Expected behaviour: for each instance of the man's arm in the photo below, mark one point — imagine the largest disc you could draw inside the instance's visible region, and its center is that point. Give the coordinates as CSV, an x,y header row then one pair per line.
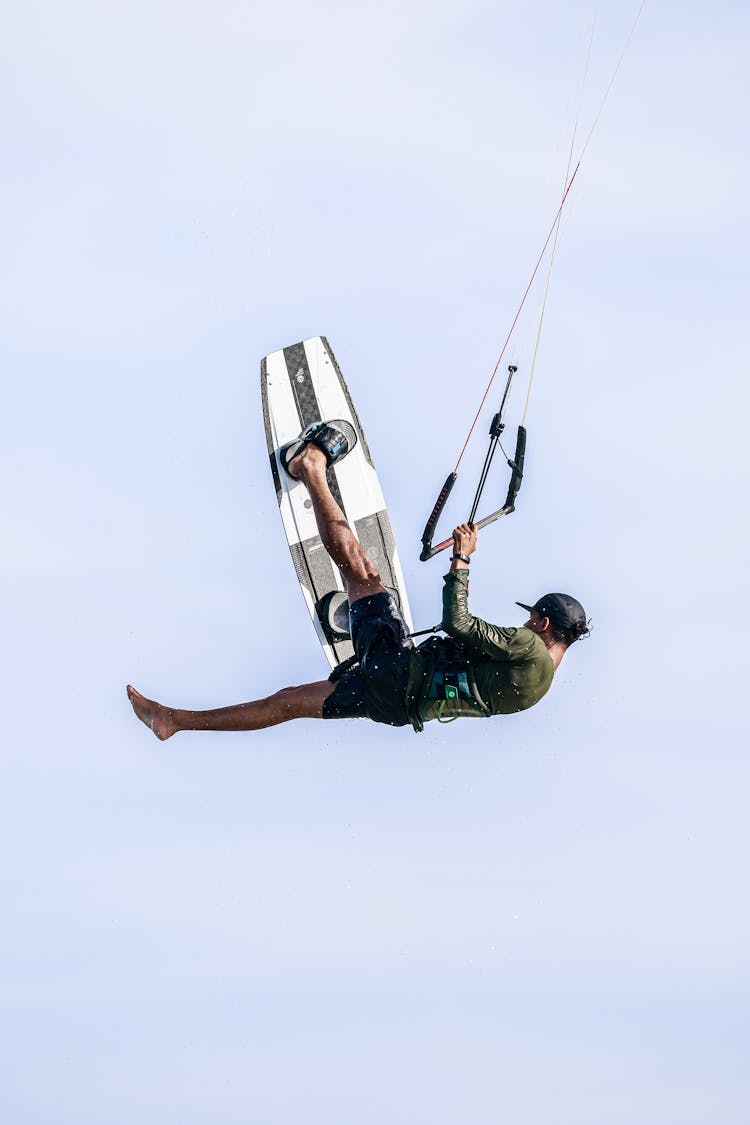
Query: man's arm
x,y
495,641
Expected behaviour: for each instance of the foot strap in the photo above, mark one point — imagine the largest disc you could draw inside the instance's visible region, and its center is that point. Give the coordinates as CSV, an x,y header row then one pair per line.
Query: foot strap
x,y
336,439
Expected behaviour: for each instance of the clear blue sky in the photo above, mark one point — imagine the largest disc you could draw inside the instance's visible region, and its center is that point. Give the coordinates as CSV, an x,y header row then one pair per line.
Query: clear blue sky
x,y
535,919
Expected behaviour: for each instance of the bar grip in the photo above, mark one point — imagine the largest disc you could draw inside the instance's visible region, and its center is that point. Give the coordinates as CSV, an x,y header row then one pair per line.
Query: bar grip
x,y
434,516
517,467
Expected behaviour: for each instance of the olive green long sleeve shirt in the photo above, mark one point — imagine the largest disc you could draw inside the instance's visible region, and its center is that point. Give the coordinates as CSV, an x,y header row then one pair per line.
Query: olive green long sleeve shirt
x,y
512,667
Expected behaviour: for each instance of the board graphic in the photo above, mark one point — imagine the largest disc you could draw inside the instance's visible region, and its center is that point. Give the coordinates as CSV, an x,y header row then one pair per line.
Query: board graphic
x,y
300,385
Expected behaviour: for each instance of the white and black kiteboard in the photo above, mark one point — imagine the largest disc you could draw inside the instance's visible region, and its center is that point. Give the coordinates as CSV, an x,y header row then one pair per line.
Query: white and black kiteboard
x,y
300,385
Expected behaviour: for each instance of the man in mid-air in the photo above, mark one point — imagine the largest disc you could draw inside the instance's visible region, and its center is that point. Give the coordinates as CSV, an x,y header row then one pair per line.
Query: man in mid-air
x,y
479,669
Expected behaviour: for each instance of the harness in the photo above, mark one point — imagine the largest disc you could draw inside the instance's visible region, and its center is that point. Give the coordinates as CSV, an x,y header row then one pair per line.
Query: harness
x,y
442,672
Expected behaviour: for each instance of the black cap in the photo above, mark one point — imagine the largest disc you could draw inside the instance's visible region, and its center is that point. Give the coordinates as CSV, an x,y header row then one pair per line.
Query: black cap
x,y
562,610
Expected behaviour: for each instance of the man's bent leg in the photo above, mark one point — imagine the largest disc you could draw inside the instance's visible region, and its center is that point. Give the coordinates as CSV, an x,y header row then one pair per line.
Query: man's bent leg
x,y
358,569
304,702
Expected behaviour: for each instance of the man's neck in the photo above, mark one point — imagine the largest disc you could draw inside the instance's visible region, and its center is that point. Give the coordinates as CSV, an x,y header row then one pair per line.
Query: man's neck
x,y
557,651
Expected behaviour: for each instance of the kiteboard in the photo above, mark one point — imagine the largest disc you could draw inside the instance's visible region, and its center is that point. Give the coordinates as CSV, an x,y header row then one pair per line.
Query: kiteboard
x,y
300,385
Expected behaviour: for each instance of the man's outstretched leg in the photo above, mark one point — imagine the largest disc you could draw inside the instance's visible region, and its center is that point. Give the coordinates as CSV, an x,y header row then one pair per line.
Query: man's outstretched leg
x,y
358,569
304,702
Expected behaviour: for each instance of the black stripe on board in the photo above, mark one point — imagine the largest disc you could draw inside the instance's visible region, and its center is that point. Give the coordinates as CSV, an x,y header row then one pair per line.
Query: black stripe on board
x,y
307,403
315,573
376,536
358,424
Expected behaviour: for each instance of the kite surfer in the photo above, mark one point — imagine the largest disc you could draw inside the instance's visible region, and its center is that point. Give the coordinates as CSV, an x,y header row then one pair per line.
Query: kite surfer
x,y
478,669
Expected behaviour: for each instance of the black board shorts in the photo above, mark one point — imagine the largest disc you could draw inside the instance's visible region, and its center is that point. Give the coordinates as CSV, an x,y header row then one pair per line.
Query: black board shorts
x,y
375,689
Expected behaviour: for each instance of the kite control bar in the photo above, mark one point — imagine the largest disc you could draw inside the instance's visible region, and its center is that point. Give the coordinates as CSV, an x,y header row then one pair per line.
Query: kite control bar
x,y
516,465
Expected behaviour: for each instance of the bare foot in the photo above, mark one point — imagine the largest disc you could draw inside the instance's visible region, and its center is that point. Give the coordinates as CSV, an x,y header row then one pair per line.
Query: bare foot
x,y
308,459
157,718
◇ ◇ ◇
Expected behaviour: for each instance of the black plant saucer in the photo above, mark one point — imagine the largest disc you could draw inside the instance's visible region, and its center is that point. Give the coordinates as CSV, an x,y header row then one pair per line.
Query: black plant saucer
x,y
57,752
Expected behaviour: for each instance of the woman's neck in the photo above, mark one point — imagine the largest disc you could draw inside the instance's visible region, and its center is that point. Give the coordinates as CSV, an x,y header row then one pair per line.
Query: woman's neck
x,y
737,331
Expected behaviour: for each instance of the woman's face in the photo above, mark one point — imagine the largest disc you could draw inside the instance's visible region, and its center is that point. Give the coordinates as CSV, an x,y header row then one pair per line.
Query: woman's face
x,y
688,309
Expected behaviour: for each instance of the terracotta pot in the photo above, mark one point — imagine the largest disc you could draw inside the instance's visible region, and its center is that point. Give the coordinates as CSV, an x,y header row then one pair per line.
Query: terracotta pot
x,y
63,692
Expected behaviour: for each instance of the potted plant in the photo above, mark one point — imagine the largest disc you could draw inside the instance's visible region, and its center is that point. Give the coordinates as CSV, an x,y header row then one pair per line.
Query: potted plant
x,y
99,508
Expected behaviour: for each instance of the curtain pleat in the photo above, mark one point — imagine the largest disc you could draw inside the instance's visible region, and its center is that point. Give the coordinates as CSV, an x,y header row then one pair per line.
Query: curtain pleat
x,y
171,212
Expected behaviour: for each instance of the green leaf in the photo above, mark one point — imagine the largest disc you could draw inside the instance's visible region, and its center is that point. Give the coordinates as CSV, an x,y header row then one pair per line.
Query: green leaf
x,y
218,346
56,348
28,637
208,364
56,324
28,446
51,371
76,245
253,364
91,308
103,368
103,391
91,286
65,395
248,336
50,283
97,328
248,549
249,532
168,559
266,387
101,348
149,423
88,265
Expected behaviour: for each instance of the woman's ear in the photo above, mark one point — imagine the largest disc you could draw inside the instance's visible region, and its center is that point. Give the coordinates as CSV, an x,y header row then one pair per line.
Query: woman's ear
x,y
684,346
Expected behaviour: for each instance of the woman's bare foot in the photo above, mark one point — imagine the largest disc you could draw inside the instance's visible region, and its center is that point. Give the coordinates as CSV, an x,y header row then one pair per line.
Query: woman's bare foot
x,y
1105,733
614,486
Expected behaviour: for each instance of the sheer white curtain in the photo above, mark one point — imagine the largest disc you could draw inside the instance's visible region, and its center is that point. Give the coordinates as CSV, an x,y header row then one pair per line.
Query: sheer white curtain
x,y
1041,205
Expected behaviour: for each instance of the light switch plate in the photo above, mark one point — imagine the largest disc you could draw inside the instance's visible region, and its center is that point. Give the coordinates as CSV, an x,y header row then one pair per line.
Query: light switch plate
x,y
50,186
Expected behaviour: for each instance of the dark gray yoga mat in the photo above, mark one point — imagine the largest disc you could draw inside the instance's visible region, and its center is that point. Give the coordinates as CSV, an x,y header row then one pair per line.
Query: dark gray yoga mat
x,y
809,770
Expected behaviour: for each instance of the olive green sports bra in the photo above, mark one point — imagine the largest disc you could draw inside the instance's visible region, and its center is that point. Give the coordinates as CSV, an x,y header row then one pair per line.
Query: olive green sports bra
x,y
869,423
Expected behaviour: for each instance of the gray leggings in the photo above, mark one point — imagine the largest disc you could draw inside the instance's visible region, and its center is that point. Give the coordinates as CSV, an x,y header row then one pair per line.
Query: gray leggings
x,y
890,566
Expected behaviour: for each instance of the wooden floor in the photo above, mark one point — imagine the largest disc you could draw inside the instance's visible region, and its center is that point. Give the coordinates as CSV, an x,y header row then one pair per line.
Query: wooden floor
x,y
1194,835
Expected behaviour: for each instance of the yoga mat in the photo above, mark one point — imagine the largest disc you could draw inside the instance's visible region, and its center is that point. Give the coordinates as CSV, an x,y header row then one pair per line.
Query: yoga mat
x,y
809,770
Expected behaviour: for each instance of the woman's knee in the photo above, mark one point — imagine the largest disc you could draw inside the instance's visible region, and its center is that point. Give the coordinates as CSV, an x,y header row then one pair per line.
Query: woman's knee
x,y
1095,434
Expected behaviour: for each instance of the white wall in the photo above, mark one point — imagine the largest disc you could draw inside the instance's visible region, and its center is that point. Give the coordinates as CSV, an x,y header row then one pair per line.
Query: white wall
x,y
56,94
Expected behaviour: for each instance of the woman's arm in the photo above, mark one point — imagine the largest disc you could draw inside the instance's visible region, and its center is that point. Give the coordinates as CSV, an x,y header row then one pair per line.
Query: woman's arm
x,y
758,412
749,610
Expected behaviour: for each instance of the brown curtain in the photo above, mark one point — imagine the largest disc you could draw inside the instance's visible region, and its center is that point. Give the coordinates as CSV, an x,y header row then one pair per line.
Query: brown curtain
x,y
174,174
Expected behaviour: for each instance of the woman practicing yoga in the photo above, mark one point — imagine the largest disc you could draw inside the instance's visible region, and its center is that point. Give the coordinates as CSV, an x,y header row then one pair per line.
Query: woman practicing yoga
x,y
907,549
◇ ◇ ◇
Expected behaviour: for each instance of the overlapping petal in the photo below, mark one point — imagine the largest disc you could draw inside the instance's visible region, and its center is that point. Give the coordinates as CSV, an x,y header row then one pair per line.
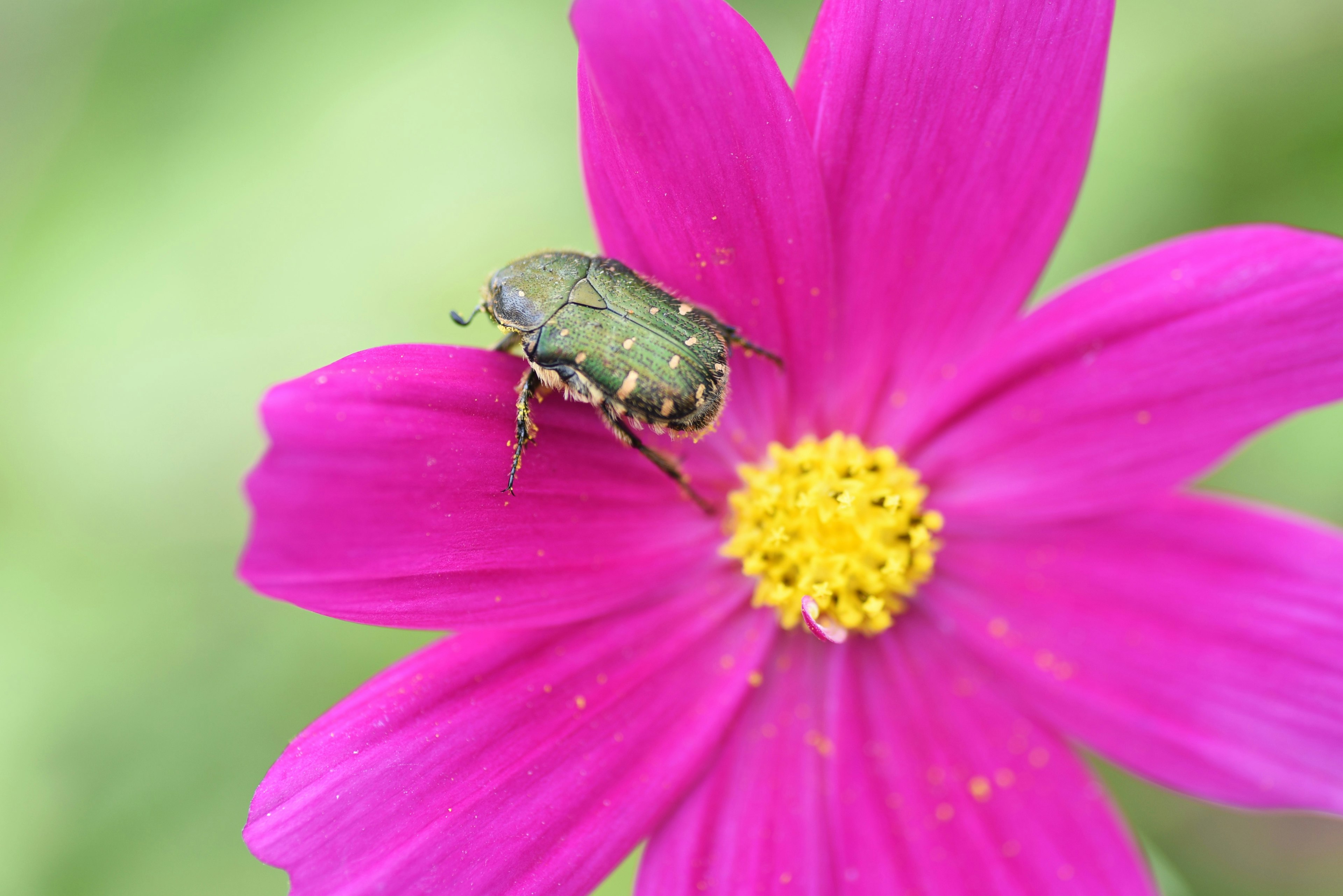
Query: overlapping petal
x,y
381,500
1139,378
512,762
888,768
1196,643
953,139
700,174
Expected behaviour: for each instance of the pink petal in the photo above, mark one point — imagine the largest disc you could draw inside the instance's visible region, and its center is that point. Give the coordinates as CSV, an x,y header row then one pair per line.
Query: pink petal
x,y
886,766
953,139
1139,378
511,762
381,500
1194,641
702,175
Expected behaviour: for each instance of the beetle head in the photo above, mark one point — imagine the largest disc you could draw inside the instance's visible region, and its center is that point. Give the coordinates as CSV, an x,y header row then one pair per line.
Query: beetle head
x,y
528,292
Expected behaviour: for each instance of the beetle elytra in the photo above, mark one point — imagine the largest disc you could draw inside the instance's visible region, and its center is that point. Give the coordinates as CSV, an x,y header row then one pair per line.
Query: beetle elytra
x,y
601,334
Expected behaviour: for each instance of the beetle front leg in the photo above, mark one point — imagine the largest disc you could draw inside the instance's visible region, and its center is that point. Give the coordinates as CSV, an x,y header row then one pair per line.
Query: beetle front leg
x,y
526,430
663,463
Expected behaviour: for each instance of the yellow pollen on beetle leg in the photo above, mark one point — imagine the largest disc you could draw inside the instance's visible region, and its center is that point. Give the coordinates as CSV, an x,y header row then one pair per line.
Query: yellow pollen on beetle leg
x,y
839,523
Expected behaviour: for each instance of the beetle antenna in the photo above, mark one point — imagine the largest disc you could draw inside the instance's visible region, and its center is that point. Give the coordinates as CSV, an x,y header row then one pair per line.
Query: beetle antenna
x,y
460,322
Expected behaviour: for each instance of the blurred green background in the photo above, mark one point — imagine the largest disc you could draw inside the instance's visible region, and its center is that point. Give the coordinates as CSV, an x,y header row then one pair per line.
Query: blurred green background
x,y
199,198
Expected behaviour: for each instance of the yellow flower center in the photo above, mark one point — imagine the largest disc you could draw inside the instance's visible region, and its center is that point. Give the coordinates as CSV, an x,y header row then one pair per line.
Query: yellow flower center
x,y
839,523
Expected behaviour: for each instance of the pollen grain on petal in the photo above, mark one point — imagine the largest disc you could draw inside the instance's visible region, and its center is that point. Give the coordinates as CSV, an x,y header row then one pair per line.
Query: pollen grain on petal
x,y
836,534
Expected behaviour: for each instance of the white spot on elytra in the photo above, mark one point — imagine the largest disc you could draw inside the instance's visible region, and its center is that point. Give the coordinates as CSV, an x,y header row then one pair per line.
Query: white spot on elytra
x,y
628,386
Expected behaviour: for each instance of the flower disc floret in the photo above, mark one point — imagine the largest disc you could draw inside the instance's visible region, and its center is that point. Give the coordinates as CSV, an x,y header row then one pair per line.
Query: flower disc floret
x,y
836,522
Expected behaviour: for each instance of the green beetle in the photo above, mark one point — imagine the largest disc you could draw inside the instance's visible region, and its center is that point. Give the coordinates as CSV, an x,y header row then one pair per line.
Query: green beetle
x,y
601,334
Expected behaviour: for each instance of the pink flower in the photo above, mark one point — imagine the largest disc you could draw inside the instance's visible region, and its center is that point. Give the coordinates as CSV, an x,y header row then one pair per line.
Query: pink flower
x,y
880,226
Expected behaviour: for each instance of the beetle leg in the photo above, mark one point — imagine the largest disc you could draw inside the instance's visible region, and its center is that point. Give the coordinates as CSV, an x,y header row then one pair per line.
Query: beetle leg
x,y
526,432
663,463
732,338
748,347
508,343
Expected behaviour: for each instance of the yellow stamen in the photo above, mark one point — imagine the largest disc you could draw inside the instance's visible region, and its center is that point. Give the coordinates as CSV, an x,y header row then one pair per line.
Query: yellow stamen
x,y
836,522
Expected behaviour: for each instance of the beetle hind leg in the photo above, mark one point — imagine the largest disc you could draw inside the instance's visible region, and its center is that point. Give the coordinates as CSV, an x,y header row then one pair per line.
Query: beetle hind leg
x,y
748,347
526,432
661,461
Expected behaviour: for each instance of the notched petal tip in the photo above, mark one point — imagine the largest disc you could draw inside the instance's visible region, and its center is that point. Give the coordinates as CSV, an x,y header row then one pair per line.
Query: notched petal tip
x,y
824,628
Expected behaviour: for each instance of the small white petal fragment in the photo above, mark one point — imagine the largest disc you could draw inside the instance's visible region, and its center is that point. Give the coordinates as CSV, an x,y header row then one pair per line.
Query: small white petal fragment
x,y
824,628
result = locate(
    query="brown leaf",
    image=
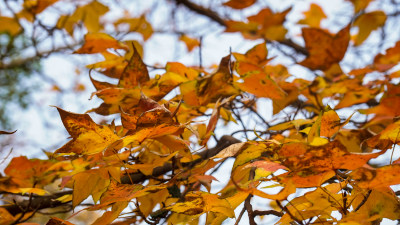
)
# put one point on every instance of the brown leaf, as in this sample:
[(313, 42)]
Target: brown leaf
◇ ◇ ◇
Written request
Please convert the data into a Markdown table with the columns Row and Line, numbering each row. Begin at the line that contains "Expected behaviour: for each instance of the notched", stop after the line that contains "Target: brown leaf", and leave out blank lines and the pictures.

Task solution
| Row | Line |
|---|---|
| 1 | Expected behaviour: for each instance of the notched petal tip in the photo above, mark one point — imagine the largest disc you could draw inside the instance's visible region, and its center is that point. Give the coordinates as CSV, an x,y header row then one pair per line. |
| 2 | Query: notched petal tip |
| 3 | x,y |
| 4 | 824,628 |
| 5 | Expected behaviour: for each instance of the small white petal fragment in the photo above, mark one point — imagine the largest disc you could draw inside the instance's visible region, and its center is that point. Give the coordinates as CSV, an x,y header row then one pair per line. |
| 6 | Query: small white petal fragment |
| 7 | x,y |
| 8 | 824,628 |
| 9 | result = locate( |
| 10 |     query="brown leaf", |
| 11 |     image= |
| 12 | ) |
| 13 | # put one point on every instance of the brown leaf, as in this sample: |
| 14 | [(313, 42)] |
| 15 | Target: brown leaf |